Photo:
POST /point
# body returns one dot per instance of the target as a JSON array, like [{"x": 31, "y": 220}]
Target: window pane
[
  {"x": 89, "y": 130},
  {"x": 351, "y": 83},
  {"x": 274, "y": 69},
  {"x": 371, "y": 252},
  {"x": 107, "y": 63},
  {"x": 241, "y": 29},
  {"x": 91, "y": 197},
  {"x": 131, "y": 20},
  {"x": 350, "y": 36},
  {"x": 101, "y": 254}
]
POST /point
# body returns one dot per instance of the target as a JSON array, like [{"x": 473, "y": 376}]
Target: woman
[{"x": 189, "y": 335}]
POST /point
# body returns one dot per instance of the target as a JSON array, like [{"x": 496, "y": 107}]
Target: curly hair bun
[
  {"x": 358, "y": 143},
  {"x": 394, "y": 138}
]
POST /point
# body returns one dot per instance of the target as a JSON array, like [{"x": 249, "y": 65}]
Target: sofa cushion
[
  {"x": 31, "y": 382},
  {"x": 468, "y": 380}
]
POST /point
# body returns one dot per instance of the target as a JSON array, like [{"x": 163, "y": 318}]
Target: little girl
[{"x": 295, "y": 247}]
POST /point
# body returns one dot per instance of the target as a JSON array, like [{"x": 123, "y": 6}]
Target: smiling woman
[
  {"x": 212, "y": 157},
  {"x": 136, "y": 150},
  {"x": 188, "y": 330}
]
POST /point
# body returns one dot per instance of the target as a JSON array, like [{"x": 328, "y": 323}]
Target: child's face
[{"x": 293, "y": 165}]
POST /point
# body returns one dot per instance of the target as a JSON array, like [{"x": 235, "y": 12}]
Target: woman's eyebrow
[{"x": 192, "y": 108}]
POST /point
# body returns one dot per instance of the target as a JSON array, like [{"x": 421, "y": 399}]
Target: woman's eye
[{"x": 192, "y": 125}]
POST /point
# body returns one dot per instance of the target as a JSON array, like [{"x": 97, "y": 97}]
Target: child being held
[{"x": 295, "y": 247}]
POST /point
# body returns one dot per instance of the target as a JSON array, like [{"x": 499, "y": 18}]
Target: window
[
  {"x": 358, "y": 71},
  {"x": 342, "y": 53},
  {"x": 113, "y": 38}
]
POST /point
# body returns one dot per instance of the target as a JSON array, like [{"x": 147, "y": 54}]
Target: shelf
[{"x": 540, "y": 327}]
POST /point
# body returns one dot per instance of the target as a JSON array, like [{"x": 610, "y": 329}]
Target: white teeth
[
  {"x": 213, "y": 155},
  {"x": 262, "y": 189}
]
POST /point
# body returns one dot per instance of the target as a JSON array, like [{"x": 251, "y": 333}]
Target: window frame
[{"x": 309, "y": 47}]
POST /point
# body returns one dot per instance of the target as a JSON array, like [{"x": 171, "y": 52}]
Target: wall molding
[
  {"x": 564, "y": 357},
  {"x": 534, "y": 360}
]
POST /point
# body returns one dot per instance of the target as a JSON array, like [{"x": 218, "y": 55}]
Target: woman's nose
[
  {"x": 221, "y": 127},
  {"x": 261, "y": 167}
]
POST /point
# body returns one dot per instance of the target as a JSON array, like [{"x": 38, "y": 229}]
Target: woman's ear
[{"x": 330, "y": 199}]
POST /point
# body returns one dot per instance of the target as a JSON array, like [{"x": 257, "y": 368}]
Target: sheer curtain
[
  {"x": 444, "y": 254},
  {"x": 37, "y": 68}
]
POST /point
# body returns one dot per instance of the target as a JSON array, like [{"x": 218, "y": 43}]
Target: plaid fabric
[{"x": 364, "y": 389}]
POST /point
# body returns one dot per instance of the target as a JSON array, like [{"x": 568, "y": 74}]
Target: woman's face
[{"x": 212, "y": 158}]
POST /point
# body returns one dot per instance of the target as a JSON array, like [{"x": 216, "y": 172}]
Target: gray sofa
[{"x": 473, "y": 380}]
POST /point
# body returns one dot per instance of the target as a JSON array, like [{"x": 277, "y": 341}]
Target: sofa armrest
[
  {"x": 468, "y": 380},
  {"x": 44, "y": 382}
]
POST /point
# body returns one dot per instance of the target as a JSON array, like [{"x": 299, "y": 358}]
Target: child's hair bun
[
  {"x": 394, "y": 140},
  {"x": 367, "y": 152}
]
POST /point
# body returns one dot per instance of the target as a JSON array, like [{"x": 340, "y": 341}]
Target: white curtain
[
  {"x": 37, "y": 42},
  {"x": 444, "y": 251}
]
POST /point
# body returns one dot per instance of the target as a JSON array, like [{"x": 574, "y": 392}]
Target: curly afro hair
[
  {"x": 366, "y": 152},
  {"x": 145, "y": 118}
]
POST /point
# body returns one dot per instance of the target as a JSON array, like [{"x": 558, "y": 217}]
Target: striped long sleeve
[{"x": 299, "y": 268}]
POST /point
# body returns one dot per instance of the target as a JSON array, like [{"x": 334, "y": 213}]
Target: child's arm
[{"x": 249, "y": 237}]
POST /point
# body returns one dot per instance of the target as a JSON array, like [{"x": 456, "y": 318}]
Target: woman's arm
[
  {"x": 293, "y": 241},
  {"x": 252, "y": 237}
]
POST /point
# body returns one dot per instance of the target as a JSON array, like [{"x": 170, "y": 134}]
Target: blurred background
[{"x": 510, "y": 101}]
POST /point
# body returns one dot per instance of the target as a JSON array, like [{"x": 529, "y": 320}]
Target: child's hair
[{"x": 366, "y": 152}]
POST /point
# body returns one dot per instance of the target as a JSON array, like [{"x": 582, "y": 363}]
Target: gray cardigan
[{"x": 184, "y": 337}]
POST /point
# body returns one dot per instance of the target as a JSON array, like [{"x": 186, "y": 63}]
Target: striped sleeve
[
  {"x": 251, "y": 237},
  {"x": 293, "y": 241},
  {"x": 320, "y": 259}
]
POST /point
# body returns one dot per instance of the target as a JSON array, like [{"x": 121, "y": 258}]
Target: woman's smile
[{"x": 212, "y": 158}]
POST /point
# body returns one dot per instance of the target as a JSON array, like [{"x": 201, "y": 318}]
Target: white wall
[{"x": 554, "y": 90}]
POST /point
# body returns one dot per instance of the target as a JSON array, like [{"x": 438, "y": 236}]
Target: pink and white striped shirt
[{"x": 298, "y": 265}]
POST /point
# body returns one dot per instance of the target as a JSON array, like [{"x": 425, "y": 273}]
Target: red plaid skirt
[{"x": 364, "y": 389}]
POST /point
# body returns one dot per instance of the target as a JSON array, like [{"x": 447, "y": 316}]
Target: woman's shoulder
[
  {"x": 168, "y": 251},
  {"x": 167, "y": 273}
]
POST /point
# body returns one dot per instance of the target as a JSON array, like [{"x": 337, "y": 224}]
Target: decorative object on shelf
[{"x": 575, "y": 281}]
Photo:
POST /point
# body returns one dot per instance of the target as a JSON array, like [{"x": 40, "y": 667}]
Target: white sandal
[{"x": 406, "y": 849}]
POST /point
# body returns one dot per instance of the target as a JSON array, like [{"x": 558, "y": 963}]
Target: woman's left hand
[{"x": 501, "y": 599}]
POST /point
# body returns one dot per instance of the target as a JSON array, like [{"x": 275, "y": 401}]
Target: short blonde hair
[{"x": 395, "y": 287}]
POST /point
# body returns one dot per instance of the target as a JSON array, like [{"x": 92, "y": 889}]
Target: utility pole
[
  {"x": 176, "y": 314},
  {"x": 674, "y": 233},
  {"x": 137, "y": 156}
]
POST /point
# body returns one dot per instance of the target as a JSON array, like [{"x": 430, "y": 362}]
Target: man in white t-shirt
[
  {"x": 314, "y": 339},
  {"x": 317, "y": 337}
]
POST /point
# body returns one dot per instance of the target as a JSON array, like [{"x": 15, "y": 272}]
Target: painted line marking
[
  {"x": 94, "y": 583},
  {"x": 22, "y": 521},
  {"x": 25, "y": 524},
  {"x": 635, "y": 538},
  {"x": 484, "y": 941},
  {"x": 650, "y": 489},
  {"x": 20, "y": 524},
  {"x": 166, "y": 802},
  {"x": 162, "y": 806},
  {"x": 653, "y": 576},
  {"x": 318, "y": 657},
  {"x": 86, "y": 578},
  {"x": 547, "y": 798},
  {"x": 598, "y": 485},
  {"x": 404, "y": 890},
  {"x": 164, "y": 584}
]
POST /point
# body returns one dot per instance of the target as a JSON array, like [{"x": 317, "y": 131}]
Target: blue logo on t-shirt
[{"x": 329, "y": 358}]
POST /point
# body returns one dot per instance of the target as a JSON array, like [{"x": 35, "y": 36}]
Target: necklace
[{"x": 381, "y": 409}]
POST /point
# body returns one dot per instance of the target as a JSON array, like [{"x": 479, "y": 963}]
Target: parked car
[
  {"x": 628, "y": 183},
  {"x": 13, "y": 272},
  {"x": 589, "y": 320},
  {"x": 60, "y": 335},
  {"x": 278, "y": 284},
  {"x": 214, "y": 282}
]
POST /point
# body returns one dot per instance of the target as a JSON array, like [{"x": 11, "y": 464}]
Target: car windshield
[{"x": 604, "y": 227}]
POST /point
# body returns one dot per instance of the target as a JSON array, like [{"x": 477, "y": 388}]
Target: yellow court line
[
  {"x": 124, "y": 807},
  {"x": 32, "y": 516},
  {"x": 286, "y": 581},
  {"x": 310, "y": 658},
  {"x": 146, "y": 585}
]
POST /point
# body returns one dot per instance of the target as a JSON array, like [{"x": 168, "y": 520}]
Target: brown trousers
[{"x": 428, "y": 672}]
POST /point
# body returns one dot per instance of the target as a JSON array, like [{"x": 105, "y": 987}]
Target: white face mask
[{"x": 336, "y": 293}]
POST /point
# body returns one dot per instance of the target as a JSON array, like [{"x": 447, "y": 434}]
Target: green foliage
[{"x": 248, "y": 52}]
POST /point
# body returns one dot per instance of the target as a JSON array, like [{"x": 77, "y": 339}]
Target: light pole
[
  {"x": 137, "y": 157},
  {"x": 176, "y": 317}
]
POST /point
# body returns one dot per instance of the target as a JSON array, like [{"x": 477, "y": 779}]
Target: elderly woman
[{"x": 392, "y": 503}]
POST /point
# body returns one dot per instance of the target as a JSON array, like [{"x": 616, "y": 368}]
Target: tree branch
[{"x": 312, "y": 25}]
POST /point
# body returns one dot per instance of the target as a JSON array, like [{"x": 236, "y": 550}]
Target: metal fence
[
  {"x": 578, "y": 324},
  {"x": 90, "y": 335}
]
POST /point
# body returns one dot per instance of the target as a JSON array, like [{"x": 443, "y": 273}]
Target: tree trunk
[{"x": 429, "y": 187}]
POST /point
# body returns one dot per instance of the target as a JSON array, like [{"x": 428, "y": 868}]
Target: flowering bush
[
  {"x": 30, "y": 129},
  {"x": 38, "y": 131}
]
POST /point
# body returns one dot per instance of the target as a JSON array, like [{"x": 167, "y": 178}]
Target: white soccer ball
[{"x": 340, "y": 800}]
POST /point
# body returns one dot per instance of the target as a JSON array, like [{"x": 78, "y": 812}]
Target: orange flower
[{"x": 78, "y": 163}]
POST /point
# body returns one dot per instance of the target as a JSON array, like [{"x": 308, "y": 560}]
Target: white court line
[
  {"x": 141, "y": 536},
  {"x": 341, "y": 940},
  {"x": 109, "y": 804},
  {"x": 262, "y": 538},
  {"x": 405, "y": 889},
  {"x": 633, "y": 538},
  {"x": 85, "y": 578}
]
_____
## TASK
How many lines in the records above contain the string “curly”, matching case exactly? Reply with the number only.

## RESULT
2